Task material
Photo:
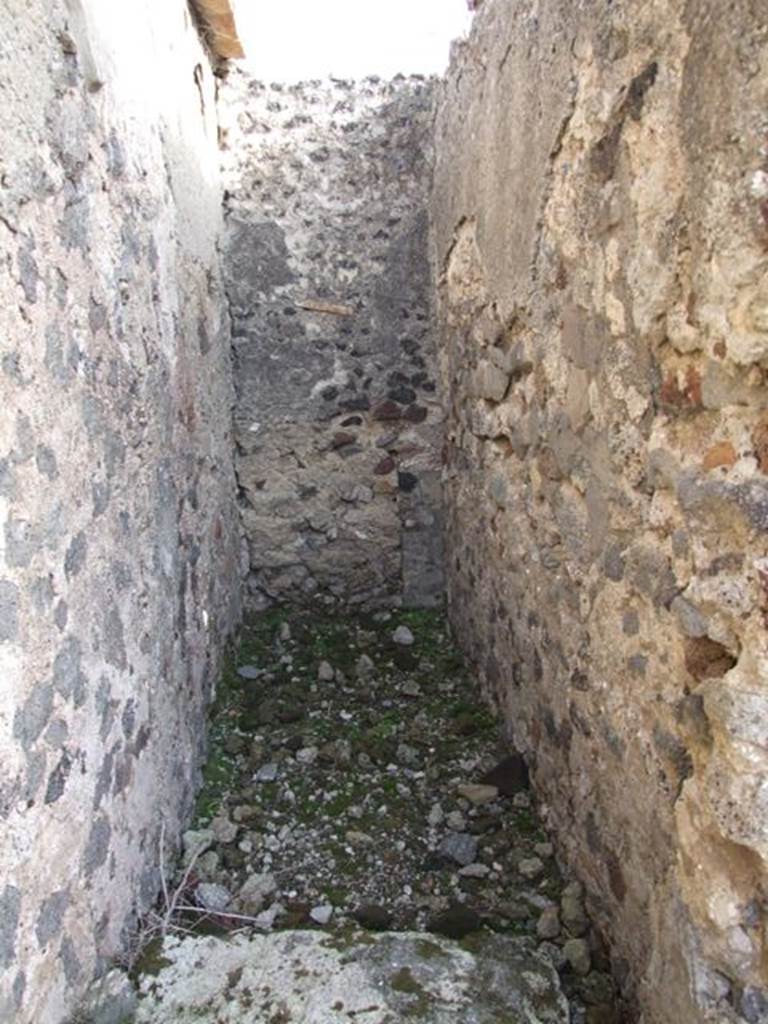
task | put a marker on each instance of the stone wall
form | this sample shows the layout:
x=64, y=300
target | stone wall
x=119, y=546
x=601, y=231
x=337, y=422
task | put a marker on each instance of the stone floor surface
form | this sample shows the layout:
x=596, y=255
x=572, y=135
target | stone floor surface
x=366, y=847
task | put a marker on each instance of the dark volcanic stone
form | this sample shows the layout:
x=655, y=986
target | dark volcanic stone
x=455, y=923
x=385, y=466
x=387, y=411
x=402, y=394
x=415, y=414
x=509, y=776
x=374, y=918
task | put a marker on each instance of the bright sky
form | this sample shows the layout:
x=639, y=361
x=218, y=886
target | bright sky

Your objective
Update everything from the line containing "task | put a marker on each instance of the dark" down to the end of the data, writing "pale sky" in place of "bright sky" and leaving everything else unchanged.

Solution to this exercise
task | put a marker on each instance of the dark volcanic stone
form | this sample shows the layout:
x=655, y=986
target | dark volcanic stone
x=455, y=923
x=385, y=466
x=387, y=411
x=402, y=394
x=415, y=414
x=509, y=776
x=374, y=918
task | put a marker on each instance of the pale sky
form | this sample shows the layout:
x=639, y=361
x=218, y=886
target | pale sky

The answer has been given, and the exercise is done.